- _WHAT IS NEEDED_:
Pull out every line of the records that contains the string "backpack". Case counts.

- _MATERIAL_:
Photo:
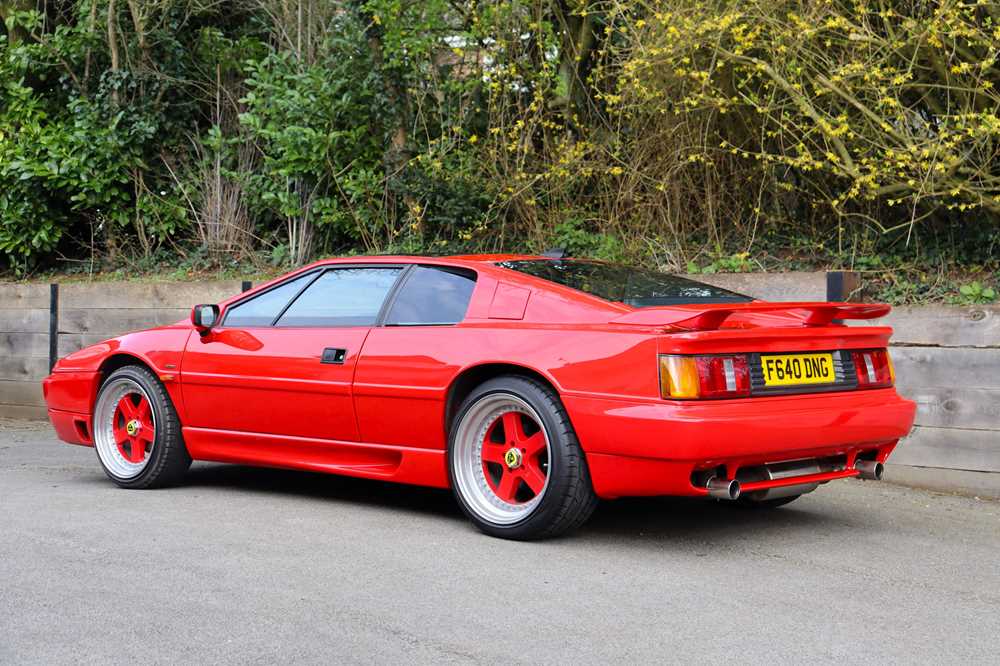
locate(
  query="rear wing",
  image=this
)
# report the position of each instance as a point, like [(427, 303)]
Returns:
[(696, 317)]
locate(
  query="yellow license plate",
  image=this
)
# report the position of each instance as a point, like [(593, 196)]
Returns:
[(795, 369)]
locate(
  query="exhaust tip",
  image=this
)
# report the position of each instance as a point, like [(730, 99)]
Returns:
[(870, 469), (727, 489)]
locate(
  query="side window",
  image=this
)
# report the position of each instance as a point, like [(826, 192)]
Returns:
[(432, 295), (261, 310), (342, 297)]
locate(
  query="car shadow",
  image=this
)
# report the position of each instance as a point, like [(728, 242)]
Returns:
[(316, 485), (651, 519)]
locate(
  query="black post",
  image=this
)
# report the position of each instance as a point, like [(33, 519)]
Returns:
[(53, 325), (834, 285), (843, 285)]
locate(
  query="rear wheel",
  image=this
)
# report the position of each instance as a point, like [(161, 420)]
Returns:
[(137, 434), (516, 466)]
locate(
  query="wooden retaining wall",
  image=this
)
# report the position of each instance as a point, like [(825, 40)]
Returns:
[(86, 313), (947, 359)]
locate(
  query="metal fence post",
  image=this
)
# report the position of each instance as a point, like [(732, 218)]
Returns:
[(53, 324)]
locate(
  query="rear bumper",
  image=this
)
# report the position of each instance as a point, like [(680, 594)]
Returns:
[(652, 448)]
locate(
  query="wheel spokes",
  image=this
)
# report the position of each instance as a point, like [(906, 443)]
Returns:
[(132, 426), (534, 477), (508, 486), (493, 452), (518, 458)]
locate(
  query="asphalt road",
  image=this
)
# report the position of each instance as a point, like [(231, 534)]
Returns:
[(246, 565)]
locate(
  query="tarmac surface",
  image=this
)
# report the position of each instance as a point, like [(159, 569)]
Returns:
[(262, 566)]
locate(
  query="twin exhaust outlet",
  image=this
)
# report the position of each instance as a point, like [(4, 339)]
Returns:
[(729, 489)]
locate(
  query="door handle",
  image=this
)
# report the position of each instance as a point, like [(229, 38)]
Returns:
[(333, 355)]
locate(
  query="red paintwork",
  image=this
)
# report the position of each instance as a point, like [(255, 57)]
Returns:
[(260, 395), (528, 471), (132, 409)]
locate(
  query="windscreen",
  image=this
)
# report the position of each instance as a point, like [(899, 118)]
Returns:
[(633, 286)]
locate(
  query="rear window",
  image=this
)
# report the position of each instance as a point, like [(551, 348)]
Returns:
[(633, 286)]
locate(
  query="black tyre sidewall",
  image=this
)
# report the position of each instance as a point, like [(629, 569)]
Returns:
[(164, 450), (539, 521)]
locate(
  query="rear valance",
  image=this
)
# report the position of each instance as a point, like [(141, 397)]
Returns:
[(711, 317)]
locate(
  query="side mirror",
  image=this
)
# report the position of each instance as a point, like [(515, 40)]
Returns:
[(204, 317)]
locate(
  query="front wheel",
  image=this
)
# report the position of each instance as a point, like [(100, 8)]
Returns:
[(136, 431), (515, 464)]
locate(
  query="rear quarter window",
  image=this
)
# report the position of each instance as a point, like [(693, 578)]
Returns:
[(432, 295), (638, 287)]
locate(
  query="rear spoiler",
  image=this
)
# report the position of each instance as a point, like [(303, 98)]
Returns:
[(711, 317)]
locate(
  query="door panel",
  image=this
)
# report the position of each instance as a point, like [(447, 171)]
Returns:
[(273, 380)]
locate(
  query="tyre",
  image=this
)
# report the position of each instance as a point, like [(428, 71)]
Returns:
[(750, 503), (137, 434), (515, 464)]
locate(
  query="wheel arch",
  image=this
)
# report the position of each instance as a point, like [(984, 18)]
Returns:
[(120, 360), (471, 377)]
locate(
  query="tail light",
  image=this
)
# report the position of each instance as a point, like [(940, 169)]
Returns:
[(706, 377), (874, 368)]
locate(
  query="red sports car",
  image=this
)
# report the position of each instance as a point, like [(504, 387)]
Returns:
[(531, 386)]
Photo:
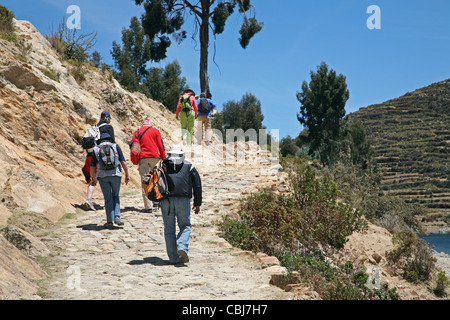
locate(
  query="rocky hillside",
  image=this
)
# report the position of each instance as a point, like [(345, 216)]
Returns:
[(44, 114), (411, 136)]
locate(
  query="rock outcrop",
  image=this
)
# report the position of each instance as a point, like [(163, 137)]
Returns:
[(44, 114)]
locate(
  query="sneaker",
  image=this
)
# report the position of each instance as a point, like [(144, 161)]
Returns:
[(90, 204), (183, 256), (108, 225), (118, 221)]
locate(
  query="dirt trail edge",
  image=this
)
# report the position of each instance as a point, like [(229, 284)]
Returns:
[(130, 262)]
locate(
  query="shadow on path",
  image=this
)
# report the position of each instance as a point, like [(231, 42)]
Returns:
[(96, 227), (156, 261)]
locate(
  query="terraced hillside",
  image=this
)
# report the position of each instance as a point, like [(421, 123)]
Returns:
[(411, 136)]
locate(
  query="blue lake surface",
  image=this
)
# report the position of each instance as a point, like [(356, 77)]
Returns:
[(439, 242)]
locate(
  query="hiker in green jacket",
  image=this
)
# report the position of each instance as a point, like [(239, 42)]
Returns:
[(187, 112)]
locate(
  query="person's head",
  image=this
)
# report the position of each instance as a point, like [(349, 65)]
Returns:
[(189, 91), (147, 122), (105, 116), (175, 154), (104, 137)]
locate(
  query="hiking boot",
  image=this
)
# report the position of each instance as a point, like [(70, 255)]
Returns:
[(108, 225), (183, 256), (118, 221), (90, 204)]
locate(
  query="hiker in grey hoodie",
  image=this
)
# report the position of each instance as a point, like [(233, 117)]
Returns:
[(106, 167), (184, 182)]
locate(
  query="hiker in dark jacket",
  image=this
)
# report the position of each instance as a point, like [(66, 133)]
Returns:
[(105, 126), (109, 179), (184, 182)]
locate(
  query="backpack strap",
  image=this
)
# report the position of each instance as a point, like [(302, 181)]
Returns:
[(140, 137)]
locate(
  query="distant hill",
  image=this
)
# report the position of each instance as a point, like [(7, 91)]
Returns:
[(411, 136)]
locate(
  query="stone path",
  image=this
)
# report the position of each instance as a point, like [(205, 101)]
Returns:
[(130, 262)]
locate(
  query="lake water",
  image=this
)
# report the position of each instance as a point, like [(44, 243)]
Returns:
[(439, 242)]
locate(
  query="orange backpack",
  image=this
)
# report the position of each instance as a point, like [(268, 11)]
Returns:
[(155, 184)]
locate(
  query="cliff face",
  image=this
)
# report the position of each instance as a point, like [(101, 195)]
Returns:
[(44, 114)]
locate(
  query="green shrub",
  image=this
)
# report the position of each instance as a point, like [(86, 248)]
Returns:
[(6, 20), (442, 282), (308, 216)]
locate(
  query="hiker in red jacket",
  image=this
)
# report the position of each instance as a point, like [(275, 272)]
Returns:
[(152, 150)]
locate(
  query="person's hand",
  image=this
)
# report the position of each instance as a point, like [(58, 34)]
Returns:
[(196, 209)]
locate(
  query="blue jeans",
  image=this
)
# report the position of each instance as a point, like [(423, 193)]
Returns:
[(110, 188), (180, 209)]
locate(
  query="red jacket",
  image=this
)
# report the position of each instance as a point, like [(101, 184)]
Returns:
[(193, 104), (151, 142)]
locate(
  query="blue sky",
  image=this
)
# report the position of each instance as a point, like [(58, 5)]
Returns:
[(410, 51)]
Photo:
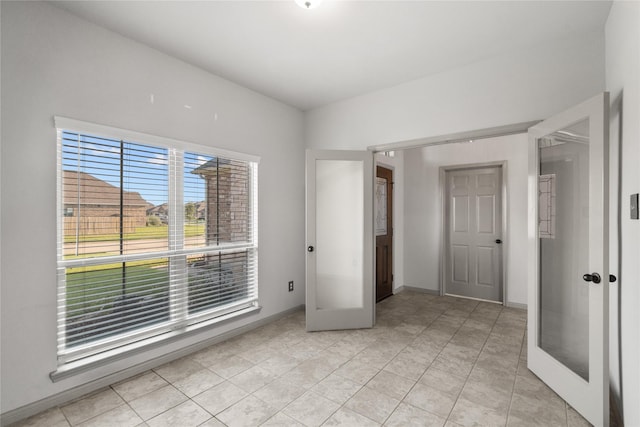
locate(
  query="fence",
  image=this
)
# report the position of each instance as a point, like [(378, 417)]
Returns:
[(96, 225)]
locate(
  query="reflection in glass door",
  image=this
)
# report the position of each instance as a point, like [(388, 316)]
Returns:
[(563, 218)]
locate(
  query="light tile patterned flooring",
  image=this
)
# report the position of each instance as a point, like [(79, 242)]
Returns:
[(430, 361)]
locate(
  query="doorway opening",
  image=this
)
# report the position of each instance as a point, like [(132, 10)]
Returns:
[(384, 232)]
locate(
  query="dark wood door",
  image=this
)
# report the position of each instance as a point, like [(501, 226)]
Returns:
[(384, 232)]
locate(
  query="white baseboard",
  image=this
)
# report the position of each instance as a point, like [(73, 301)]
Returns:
[(61, 398), (416, 289), (516, 305)]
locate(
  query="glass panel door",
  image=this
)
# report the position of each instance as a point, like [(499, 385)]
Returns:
[(568, 294), (563, 215), (340, 252)]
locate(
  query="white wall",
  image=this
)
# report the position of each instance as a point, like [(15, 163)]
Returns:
[(423, 208), (524, 86), (56, 64), (623, 83), (521, 87)]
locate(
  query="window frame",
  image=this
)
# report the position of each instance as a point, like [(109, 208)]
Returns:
[(107, 348)]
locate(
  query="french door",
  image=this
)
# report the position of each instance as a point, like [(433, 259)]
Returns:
[(568, 343), (339, 231)]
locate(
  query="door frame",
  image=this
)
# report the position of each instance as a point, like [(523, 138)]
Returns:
[(380, 162), (504, 226)]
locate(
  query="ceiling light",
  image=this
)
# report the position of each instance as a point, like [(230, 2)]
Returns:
[(308, 4)]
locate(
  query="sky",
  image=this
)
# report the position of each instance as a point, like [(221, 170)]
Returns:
[(145, 168)]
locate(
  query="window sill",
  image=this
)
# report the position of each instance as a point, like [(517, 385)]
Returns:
[(77, 367)]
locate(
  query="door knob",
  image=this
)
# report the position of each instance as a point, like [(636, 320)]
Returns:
[(593, 277)]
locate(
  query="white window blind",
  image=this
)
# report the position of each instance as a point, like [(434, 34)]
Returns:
[(152, 239)]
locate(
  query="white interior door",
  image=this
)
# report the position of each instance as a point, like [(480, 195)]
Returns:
[(568, 343), (474, 233), (340, 252)]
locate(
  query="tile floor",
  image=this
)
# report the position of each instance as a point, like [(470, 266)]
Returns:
[(430, 361)]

- _WRITTEN ANSWER_:
  query="backpack strap",
  query="orange backpack",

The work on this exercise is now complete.